● **Supplied data**
## BEGIN

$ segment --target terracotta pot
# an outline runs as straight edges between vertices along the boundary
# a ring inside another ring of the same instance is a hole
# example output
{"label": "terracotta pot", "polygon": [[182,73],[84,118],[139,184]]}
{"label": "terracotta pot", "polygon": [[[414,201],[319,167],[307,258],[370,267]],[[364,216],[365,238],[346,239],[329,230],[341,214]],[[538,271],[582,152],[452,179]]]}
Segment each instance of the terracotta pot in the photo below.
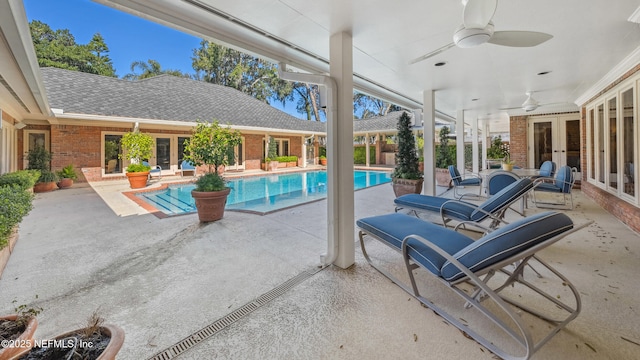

## END

● **What you are asked to do**
Update the material above by changing every "terracotta pot" to "clay planter" and keeping every other detail the same. Leave the picture out of your version.

● **Reply to the task**
$ segment --target clay planter
# an outline runs as straight edges between vertices along the boundary
# a ring inside another ring of the same instance is a hole
# example output
{"label": "clay planter", "polygon": [[182,73],[84,118],[139,184]]}
{"label": "clay planter", "polygon": [[[414,201],[319,167],[307,258],[370,267]],[[364,216],[365,238],[346,239],[329,230],[341,214]],[[538,271],[582,152],[452,179]]]}
Segment each instance of the clay planter in the photo below.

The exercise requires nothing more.